Malheureusement, je n'ai pas pu entendre et comprendre les comédiens, et en sortant, je me suis rendue compte que plusieurs spectateurs ont été dans le même cas. Dommage que les comédiens et le metteur en scène ne se préoccupent plus de "poser leur voix" pour que le public entende. La fin m'a semblé plongé dans un pathos.. Grosse déception car j'avais vraiment envie de découvrir la troupe et le metteur en scène
Bravo à la jeune peintre pour le tableau qui se compose et se décompose sur le fond de la scène. Bravo aussi aux acteurs , leur jeu est très adapté à la mise en scène bien que leur diction laisse à désirer. Mais le metteur en scène n'y attache pas d'importance comme il l'explique dans le petit livret; dommage car c'est très fatigant! D'ailleurs pourquoi dénonce-t-il les clichés de la mise en scène contemporaine alors qu'il les utilise sans limites?
Du Tchekov réécrit mais quasiment inaudible de mon placement en corbeille. Pourtant, les sons montent....des acteurs qui mériteraient de faire un effort de diction. Pour le reste, et un début un peu hard, la pièce finit par nous rendre captifs. Mais que d'efforts doit faire le spectateur, à la fois dans la perception du décalage avec la pièce authentique et les effets de la mise en scène. A voir un jour où il fait beau pour ne pas ressortir triste.
Moi qui aime les beaux décors et les beaux costumes (j'ai découvert le théâtre grâce à l'émission "au théâtre ce soir") je ne comprends pas ce que le minimalisme apporte à une oeuvre. Désolée je suis comme ça ! Cela ne m'a pas empêché d'apprécier le jeu de certains acteurs ou actrices et la peinture faite en direct. En revanche je déplore qu'une grande partie du texte soit inaudible. Personne n'a eu l'idée lors des répétitions de se placer à différents endroits afin de vérifier si chaque spectateur entendait bien ? Allez voir (et entendre) "Un amour qui ne finit pas" au Théâtre Antoine c'est un pur bonheur !

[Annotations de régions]
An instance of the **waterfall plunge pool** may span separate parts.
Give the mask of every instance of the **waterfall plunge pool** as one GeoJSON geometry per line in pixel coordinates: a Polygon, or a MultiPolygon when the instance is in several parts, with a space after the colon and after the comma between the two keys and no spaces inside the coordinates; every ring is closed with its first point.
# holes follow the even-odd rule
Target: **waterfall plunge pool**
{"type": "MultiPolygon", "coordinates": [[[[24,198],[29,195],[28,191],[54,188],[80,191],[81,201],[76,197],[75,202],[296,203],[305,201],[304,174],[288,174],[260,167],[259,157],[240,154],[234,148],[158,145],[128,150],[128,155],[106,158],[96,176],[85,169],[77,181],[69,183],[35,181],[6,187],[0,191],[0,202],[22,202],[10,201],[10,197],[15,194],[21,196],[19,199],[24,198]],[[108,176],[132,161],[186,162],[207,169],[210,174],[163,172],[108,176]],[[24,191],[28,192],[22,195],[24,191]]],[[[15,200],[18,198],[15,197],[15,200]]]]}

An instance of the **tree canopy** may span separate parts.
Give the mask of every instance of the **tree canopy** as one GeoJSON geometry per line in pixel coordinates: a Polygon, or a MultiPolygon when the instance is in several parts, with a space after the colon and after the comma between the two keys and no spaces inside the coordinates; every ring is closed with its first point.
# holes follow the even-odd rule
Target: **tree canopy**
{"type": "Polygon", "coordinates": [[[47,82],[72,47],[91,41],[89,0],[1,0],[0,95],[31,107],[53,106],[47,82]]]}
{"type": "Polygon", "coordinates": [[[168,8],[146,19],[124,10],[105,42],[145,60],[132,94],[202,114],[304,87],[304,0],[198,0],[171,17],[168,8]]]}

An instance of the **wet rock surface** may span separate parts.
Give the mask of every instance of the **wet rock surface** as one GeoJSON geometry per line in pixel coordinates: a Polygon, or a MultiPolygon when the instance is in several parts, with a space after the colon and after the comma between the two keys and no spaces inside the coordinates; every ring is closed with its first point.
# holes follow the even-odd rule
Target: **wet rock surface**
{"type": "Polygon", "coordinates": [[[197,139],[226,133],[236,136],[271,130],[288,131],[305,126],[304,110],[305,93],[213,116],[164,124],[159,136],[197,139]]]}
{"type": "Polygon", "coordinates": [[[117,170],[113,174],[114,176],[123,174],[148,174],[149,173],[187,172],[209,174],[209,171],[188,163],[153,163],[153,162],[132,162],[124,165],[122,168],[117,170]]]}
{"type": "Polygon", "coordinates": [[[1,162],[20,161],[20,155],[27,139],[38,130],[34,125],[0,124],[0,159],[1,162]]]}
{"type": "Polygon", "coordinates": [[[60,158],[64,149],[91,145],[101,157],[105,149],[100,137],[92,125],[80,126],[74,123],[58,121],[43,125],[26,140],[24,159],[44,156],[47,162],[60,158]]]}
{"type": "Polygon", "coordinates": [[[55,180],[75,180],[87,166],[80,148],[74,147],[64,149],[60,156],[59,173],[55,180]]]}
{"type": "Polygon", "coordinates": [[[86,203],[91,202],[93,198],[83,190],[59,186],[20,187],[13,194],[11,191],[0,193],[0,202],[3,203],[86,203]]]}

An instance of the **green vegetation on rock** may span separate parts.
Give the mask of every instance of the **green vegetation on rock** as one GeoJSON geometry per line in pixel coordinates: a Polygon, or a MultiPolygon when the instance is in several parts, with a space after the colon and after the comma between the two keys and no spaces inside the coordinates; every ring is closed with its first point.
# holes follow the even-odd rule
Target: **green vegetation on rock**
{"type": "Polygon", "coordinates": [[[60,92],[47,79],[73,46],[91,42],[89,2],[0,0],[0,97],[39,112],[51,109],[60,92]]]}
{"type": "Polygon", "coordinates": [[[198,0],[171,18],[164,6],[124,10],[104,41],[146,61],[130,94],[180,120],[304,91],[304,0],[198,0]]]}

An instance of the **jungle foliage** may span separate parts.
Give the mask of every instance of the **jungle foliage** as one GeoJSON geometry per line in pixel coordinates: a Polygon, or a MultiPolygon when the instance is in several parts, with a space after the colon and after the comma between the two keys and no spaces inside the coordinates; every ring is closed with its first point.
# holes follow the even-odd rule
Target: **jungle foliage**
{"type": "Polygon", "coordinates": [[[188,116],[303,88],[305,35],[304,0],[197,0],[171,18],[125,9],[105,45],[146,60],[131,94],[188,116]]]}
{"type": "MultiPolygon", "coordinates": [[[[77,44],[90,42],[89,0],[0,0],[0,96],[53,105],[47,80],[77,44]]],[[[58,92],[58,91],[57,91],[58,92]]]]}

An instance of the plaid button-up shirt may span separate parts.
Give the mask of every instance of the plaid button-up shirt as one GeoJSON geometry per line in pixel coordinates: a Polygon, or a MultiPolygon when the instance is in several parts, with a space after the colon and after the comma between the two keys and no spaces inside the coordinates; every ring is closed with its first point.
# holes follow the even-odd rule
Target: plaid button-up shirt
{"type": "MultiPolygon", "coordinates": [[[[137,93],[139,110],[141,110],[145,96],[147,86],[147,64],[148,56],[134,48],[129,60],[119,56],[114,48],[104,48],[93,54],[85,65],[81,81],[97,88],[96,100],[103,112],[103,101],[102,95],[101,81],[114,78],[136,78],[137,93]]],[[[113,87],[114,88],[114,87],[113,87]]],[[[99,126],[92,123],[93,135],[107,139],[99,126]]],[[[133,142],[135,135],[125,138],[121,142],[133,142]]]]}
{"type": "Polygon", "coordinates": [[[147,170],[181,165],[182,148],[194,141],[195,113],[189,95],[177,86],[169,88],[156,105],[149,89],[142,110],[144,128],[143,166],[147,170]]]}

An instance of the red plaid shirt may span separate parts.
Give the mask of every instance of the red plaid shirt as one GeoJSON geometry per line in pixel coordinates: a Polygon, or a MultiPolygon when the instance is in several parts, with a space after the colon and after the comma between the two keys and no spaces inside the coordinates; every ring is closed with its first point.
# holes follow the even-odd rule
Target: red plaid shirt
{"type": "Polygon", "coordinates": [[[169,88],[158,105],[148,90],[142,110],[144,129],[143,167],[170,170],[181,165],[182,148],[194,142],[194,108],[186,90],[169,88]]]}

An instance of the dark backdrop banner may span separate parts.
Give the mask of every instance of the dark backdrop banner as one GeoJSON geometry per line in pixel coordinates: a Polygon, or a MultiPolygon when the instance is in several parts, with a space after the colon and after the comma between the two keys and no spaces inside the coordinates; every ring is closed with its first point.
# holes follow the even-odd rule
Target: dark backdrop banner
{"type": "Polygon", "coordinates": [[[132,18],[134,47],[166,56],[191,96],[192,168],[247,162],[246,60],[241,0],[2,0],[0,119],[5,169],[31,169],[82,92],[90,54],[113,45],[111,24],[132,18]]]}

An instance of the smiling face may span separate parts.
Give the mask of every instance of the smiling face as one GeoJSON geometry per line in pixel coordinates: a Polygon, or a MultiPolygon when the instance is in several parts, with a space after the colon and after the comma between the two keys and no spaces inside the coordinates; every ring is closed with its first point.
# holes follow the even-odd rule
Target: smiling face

Tâches:
(1) D'après les avis de spectateurs, dans quel théâtre se joue « Un amour qui ne finit pas » ?
(2) Dans les avis de spectateurs, réécrivez tout le passage depuis "Moi qui aime" jusqu'à "pur bonheur !" en changeant "minimalisme" en "dépouillement".
Les items n'ont aucun rôle dans ce travail.

Réponses rédigées:
(1) Au Théâtre Antoine.

(2)
Moi qui aime les beaux décors et les beaux costumes (j'ai découvert le théâtre grâce à l'émission "au théâtre ce soir") je ne comprends pas ce que le dépouillement apporte à une oeuvre. Désolée je suis comme ça ! Cela ne m'a pas empêché d'apprécier le jeu de certains acteurs ou actrices et la peinture faite en direct. En revanche je déplore qu'une grande partie du texte soit inaudible. Personne n'a eu l'idée lors des répétitions de se placer à différents endroits afin de vérifier si chaque spectateur entendait bien ? Allez voir (et entendre) "Un amour qui ne finit pas" au Théâtre Antoine c'est un pur bonheur !